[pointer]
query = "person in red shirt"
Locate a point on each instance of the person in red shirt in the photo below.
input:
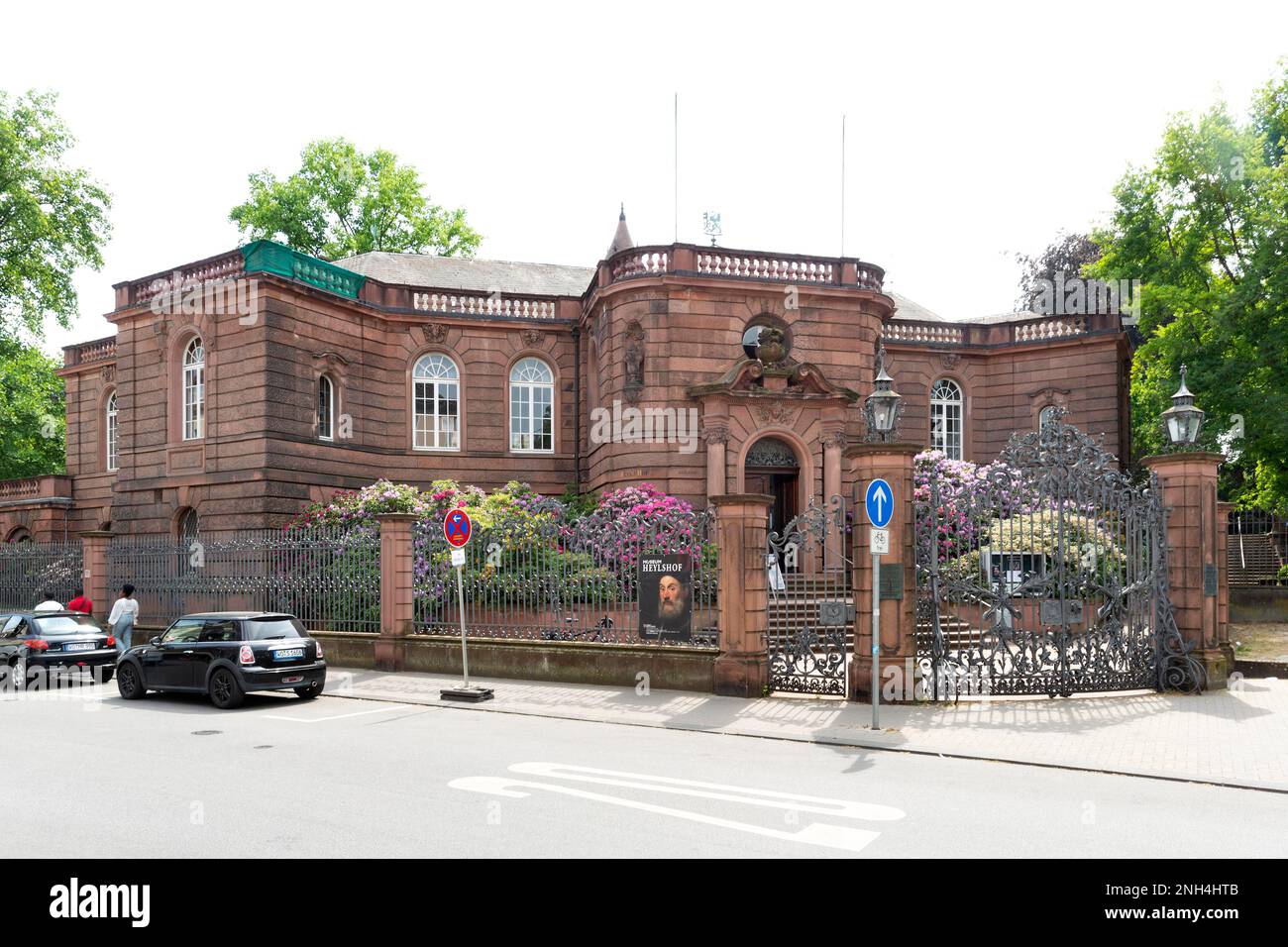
(80, 603)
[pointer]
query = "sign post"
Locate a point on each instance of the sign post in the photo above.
(458, 530)
(879, 502)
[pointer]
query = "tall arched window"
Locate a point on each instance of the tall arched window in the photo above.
(945, 419)
(193, 390)
(532, 397)
(110, 433)
(326, 408)
(436, 403)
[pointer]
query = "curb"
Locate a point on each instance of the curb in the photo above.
(912, 749)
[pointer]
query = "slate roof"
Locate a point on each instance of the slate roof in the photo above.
(484, 275)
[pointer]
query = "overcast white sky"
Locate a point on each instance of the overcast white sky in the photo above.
(974, 131)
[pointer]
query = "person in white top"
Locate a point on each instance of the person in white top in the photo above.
(125, 609)
(50, 604)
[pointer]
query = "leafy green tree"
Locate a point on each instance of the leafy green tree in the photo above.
(31, 412)
(53, 218)
(344, 202)
(1064, 260)
(1205, 228)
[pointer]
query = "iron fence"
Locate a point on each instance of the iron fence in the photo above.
(30, 570)
(329, 579)
(541, 579)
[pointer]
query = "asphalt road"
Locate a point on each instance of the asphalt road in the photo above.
(170, 776)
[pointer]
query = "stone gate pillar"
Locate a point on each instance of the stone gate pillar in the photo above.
(742, 668)
(893, 463)
(94, 571)
(397, 598)
(1194, 540)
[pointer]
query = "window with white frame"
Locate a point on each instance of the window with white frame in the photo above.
(110, 433)
(945, 419)
(326, 408)
(193, 390)
(532, 397)
(436, 403)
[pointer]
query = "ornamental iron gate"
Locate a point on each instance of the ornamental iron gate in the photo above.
(810, 620)
(1043, 573)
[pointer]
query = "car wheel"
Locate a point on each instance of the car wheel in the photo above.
(226, 692)
(129, 682)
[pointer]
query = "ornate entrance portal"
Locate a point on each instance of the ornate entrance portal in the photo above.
(773, 470)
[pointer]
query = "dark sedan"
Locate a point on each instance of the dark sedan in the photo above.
(226, 655)
(34, 646)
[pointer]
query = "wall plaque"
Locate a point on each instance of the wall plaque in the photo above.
(892, 582)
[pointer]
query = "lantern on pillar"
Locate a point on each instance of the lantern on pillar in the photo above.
(881, 407)
(1183, 420)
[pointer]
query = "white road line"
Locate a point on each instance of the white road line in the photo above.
(338, 716)
(840, 808)
(818, 834)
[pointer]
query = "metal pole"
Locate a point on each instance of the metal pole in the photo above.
(876, 641)
(465, 650)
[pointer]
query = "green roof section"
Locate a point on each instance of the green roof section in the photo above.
(270, 257)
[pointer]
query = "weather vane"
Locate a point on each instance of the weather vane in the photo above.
(711, 226)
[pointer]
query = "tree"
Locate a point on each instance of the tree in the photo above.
(344, 202)
(53, 218)
(1205, 228)
(31, 412)
(1063, 260)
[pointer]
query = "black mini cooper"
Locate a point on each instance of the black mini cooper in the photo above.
(226, 655)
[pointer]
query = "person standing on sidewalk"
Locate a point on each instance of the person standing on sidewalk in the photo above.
(81, 603)
(121, 620)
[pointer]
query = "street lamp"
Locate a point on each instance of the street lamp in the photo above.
(881, 407)
(1183, 420)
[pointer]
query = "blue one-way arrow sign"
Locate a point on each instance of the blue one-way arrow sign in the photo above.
(880, 502)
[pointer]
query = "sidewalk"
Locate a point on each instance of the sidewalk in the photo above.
(1223, 737)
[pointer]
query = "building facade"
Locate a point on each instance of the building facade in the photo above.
(243, 386)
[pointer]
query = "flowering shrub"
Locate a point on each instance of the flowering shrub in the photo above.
(969, 497)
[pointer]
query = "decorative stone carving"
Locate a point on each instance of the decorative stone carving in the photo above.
(776, 412)
(769, 451)
(835, 438)
(634, 363)
(772, 346)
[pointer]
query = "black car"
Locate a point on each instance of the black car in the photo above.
(34, 646)
(226, 655)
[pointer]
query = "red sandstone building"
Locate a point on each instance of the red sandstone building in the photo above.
(243, 386)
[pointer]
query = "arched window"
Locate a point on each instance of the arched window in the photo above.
(1047, 415)
(193, 390)
(532, 397)
(110, 433)
(945, 419)
(326, 408)
(436, 403)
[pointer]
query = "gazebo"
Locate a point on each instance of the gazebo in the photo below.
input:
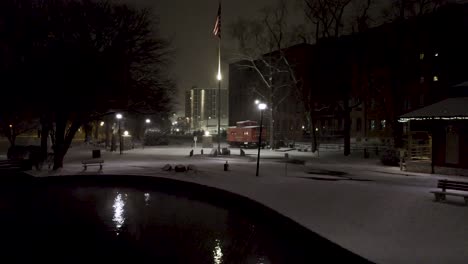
(446, 123)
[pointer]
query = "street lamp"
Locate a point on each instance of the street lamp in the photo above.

══════

What the answer needs is every line from the data above with "gazebo" in it.

query = "gazebo"
Locate a point on each instance of the gazebo in the photo below.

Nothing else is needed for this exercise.